Problems and tasks:
A: According to the article on heavier leading men, which New York neighborhood does Adrienne Rochetti live in?
B: Repeat the portion of the article on heavier leading men between "Our men are" and "some prefer it.", inclusive.

Source excerpt:
BEGIN

One by one, from Hollywood to the Hamptons, men have liberated themselves from the flat-stomached emo-boy reign of terror. Over the weekend in Westchester, U.S. Open enthusiasts cheered for Phil Mickelson, the golf crowd’s non–Tiger Woods favorite, whose previous winning record coincided with a softly expanding waist line and what one observer near the 18th hole described as “a sweet pair of man boobs.”

Meanwhile, at the movies, New Yorkers escaped the heat to watch Jack Black’s ample ass cavort in stretchy pants in Nacho Libre, and Vince Vaughn’s gutty hotness argue over the semantics of wanting to wash the dishes in The Break-Up.

And on the streets themselves, it seems that everywhere you can see a girl, power-yoga’d into the holy size zero, walking hand in hand with a guy who clearly never met a cheeseburger he didn’t like.

Our men are carrying an extra 10—hell, maybe 15—pounds in the midriff, haven’t even thought about the gym in months, and they are unashamed. Why should they be? The Hollywood box-office draws have stopped looking like the lithe and graceful Orlando Blooms of the world, delicate and emotive and who might possibly weigh less than an average female fan, and instead now look like guys you can recognize as being from the same planet you inhabit, who eat, drink, and smoke what they want, pack on the pounds and still get to regularly bed skinny actresses who can’t remember what carbs taste like. What’s more, the women don’t mind a bit—in fact, some prefer it.

“You don’t want a guy who’s too skinny,” said a young, sporty blonde named Adrienne Rochetti, who lives in the West Village and considers Vince Vaughn a hottie. “If a guy is skinnier than you, then you’re the one that has to go to the gym.”

Danielle, a 22-year-old Upper East Sider who works in public relations, agreed. “In New York, skinny, scrawny guys are often in style—and you’re like, ‘Wow you could be a girl!’”

"IT DEPENDS ON THE SCRIPT, OF COURSE, but overall, for studio pictures, if you’re going to talk about who are the top contenders, you’ll talk about Brad Pitt, George Clooney, Vince Vaughn, Jack Black or one of the Wilson brothers,” said New York casting director Adrienne Stern. “I watched Old School the other night, and I saw those three guys—Luke Wilson, Will Ferrell and Vince Vaughn. The three of them together personify frat boy, and that’s what America wants to see.”

END

Region labeling entries:

BEGIN

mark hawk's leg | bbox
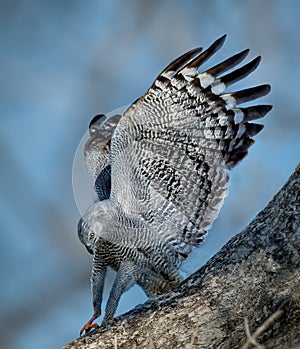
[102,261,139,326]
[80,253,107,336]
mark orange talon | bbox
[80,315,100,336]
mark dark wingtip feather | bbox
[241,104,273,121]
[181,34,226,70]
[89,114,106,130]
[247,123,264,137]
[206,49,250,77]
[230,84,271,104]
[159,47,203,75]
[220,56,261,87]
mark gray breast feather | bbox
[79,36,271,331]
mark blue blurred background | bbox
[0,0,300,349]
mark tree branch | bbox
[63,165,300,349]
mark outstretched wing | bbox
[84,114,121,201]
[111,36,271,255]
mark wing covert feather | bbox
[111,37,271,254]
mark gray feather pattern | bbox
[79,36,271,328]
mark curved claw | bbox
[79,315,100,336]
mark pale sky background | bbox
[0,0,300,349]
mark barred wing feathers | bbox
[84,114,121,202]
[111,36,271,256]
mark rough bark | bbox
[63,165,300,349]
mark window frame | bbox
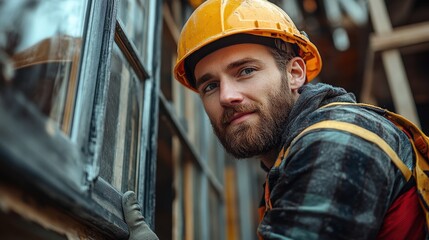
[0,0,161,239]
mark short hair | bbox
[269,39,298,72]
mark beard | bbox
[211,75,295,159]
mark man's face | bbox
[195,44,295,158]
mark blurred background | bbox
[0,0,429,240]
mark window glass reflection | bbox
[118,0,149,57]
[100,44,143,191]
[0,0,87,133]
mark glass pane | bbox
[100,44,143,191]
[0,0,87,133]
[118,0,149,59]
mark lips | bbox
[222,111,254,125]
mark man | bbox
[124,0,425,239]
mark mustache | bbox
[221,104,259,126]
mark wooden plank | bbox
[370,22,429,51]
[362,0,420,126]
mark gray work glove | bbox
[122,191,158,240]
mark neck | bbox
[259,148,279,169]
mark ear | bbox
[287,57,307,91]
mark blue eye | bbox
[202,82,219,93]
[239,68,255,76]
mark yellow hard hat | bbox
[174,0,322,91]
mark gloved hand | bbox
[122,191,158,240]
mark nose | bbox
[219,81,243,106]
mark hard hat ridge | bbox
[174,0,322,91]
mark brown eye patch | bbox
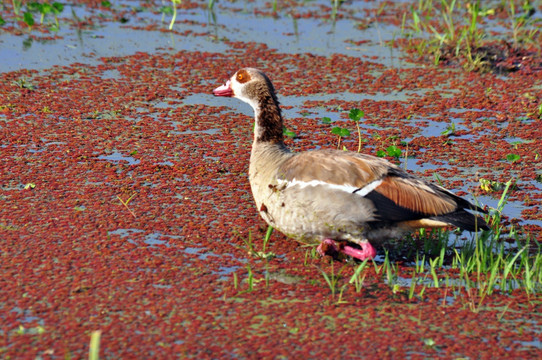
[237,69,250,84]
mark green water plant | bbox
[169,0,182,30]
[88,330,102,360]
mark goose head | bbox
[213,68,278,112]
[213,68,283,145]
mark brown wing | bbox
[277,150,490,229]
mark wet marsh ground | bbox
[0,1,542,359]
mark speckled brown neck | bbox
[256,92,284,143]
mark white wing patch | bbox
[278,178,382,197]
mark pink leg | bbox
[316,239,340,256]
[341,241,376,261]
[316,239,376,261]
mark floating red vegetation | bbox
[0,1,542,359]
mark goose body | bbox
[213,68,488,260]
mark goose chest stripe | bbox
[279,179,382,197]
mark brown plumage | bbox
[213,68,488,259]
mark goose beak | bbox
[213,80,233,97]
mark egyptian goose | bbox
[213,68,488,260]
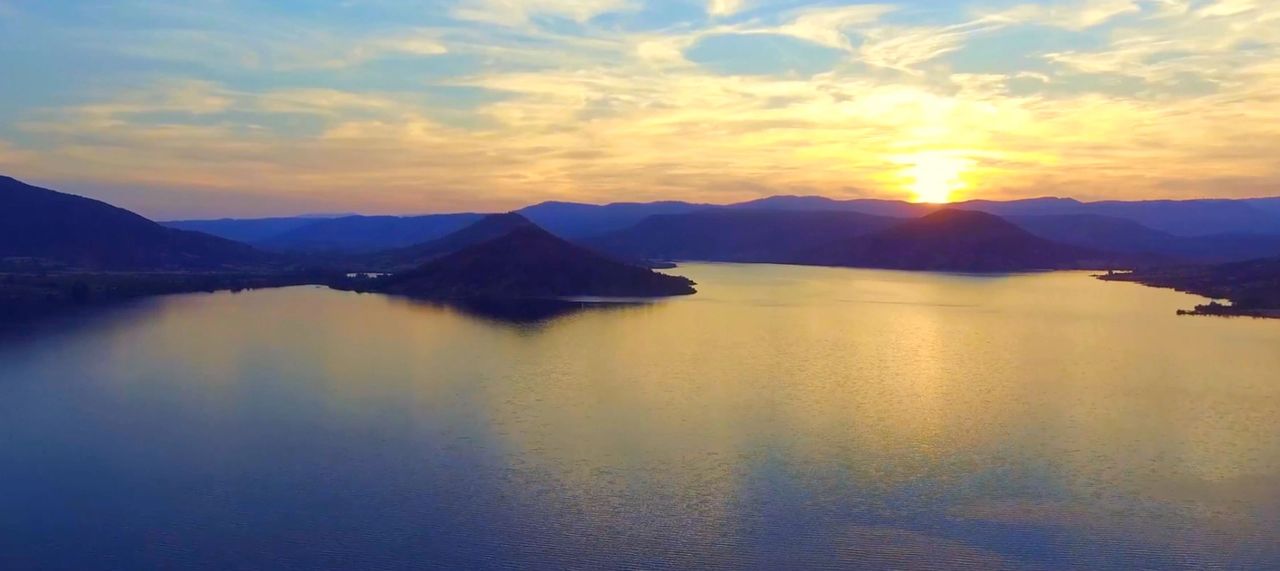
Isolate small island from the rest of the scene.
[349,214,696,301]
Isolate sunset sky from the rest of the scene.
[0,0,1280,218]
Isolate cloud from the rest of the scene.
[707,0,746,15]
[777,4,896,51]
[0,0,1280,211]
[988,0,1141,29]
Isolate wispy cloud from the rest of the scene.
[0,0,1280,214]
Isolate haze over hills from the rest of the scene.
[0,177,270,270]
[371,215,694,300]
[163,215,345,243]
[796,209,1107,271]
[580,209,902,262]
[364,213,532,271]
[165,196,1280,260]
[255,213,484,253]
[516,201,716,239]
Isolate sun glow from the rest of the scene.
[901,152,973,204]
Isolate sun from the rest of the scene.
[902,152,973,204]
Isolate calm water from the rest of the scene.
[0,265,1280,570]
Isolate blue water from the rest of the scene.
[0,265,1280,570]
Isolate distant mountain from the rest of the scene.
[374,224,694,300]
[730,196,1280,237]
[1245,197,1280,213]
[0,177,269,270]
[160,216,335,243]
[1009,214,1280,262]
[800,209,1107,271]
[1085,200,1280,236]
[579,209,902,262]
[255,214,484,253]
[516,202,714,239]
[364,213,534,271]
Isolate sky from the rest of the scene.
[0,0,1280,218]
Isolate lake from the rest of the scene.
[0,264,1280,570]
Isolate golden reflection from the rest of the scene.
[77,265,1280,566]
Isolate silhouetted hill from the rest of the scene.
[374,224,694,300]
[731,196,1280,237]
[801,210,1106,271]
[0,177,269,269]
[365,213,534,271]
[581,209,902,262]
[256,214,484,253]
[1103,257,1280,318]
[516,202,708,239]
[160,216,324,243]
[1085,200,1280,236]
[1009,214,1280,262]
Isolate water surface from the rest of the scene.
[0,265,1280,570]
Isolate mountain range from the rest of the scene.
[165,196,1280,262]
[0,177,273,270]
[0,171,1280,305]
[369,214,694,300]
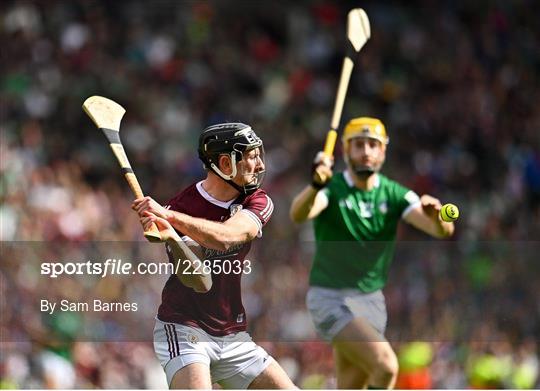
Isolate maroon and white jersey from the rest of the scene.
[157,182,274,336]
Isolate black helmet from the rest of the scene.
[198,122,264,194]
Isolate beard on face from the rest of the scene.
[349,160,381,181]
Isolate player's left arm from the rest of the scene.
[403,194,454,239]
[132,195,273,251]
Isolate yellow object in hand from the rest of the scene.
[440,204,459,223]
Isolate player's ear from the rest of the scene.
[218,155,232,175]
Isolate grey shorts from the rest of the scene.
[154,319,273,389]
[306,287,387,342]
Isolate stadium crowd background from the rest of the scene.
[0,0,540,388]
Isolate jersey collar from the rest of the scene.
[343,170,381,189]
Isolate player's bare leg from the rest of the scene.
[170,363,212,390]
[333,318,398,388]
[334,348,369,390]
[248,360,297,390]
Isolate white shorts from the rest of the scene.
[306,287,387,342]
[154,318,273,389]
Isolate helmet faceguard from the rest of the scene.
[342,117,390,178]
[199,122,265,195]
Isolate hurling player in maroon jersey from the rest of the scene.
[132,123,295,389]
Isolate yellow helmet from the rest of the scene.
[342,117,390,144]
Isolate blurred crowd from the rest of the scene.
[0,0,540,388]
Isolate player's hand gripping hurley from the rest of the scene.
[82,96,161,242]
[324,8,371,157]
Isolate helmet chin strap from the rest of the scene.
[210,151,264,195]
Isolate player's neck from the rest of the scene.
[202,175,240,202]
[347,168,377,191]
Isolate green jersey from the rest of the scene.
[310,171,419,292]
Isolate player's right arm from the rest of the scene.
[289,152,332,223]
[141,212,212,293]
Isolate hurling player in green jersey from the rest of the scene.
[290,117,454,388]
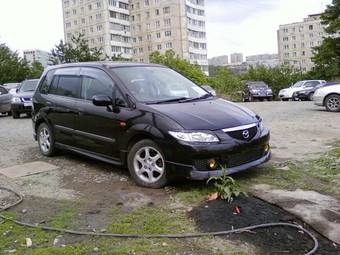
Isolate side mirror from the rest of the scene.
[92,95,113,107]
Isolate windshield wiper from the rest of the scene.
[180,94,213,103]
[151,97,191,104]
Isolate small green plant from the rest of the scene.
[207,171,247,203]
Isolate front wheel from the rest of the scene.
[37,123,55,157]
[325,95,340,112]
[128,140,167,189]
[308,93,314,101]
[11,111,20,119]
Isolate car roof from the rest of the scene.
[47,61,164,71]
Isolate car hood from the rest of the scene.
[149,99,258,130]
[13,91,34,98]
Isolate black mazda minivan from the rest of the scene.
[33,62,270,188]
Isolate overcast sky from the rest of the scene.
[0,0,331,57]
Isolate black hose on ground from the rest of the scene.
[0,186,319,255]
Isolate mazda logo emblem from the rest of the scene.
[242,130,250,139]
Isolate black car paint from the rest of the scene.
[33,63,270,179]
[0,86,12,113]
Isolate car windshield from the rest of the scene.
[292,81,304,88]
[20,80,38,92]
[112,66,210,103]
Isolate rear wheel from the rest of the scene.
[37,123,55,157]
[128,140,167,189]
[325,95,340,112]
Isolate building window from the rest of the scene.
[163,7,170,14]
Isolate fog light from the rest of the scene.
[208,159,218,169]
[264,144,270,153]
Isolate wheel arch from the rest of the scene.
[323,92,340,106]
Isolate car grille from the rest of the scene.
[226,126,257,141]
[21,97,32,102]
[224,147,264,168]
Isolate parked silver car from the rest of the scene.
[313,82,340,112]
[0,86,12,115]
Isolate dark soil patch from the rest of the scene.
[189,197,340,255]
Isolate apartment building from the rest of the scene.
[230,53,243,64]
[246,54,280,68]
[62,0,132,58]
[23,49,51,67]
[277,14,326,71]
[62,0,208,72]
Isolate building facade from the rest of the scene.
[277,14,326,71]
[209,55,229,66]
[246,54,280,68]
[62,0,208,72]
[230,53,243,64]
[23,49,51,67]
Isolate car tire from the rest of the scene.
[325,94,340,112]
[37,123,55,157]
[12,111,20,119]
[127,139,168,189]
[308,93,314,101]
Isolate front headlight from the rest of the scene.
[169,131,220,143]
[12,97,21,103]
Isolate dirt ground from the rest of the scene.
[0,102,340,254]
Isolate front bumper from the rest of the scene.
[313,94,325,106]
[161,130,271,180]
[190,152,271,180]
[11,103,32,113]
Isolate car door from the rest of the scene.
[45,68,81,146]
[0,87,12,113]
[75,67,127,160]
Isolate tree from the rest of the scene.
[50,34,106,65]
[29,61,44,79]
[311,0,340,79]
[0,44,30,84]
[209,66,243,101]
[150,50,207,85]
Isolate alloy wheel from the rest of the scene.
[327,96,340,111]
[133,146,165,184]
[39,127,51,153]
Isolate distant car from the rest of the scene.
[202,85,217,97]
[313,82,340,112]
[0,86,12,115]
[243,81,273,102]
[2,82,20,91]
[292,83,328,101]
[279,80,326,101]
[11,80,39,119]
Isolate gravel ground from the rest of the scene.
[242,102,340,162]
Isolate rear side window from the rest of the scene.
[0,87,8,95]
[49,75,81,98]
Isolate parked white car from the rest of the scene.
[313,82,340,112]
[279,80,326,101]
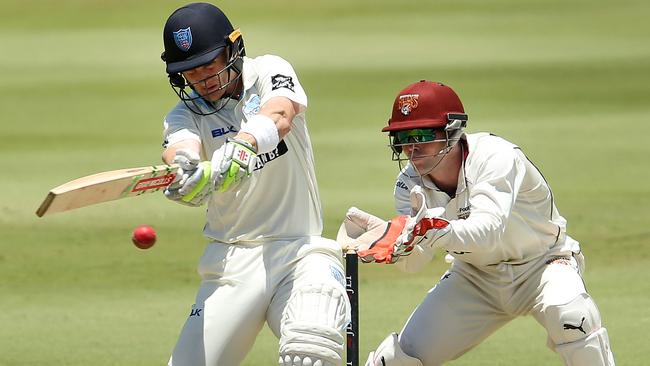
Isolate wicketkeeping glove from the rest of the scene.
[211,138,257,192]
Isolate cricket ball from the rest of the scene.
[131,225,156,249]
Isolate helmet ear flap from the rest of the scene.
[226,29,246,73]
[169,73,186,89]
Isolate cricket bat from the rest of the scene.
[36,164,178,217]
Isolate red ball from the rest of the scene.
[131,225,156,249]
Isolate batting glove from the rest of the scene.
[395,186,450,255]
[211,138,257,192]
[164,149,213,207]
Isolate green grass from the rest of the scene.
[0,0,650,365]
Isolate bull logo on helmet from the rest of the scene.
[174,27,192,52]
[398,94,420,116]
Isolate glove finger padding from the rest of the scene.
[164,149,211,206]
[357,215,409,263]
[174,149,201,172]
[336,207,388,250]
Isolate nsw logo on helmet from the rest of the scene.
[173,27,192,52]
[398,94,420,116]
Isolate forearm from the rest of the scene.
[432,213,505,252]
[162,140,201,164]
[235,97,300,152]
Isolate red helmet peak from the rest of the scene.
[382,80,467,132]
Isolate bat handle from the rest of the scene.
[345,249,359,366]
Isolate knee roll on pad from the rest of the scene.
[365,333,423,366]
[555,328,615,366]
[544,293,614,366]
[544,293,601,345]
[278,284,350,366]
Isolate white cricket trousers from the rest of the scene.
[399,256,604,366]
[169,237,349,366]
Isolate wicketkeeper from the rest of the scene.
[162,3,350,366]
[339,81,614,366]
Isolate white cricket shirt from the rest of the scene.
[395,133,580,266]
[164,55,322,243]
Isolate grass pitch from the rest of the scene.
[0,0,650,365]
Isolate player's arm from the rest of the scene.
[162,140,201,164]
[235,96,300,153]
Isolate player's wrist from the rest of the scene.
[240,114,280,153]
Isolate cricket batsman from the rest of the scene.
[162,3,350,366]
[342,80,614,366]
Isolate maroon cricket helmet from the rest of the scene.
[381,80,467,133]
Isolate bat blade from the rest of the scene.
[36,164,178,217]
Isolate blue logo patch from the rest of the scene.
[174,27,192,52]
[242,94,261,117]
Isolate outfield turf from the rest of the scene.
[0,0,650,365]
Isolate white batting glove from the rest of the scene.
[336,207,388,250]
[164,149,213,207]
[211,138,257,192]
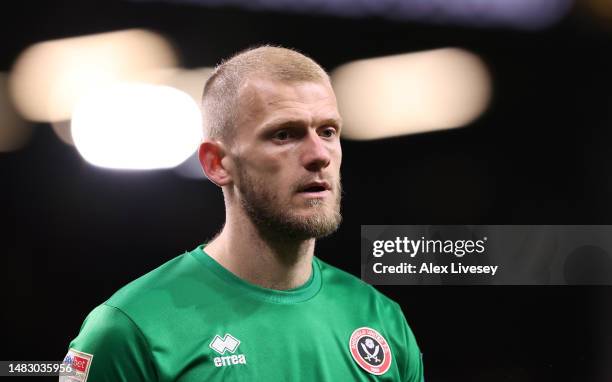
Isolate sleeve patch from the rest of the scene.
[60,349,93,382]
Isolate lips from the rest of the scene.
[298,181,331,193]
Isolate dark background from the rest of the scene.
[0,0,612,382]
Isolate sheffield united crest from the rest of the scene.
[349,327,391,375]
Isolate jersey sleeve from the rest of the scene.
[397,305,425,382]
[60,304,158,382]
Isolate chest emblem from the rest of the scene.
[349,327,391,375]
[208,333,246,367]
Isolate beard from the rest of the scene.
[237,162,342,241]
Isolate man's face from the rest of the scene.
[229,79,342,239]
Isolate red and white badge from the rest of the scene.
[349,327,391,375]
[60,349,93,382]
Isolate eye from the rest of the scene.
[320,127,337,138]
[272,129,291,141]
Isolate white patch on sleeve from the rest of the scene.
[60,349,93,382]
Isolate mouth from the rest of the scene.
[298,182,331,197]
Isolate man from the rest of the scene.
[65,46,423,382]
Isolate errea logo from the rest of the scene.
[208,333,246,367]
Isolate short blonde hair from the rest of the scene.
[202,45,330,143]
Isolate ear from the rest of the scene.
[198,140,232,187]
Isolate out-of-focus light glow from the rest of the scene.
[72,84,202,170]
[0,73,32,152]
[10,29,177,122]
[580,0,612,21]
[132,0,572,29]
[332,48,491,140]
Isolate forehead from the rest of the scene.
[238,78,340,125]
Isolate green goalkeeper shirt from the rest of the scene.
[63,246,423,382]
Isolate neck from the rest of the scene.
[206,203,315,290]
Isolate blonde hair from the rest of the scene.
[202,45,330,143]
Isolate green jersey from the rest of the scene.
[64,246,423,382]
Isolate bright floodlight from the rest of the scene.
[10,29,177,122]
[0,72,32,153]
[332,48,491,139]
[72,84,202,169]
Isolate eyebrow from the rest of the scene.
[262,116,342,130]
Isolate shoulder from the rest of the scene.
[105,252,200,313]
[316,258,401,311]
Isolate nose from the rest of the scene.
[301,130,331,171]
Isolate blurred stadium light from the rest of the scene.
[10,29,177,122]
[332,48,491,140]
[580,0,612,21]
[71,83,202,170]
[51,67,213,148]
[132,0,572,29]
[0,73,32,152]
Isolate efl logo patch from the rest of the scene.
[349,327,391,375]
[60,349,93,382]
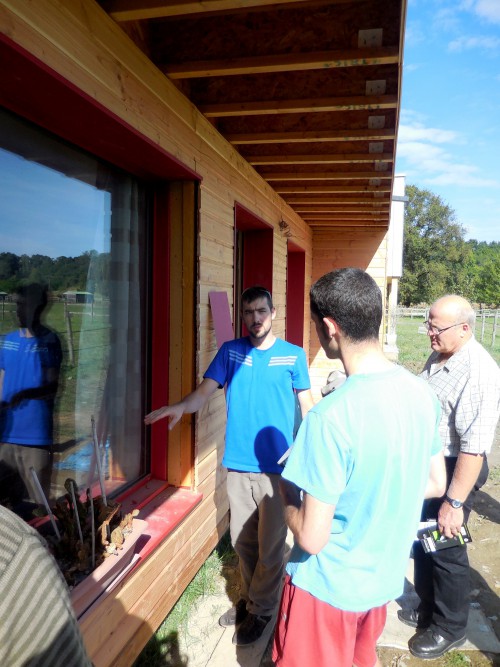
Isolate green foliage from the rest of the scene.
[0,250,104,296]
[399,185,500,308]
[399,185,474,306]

END

Answers to the tasks:
A: The West Village.

B:
Our men are carrying an extra 10—hell, maybe 15—pounds in the midriff, haven’t even thought about the gym in months, and they are unashamed. Why should they be? The Hollywood box-office draws have stopped looking like the lithe and graceful Orlando Blooms of the world, delicate and emotive and who might possibly weigh less than an average female fan, and instead now look like guys you can recognize as being from the same planet you inhabit, who eat, drink, and smoke what they want, pack on the pounds and still get to regularly bed skinny actresses who can’t remember what carbs taste like. What’s more, the women don’t mind a bit—in fact, some prefer it.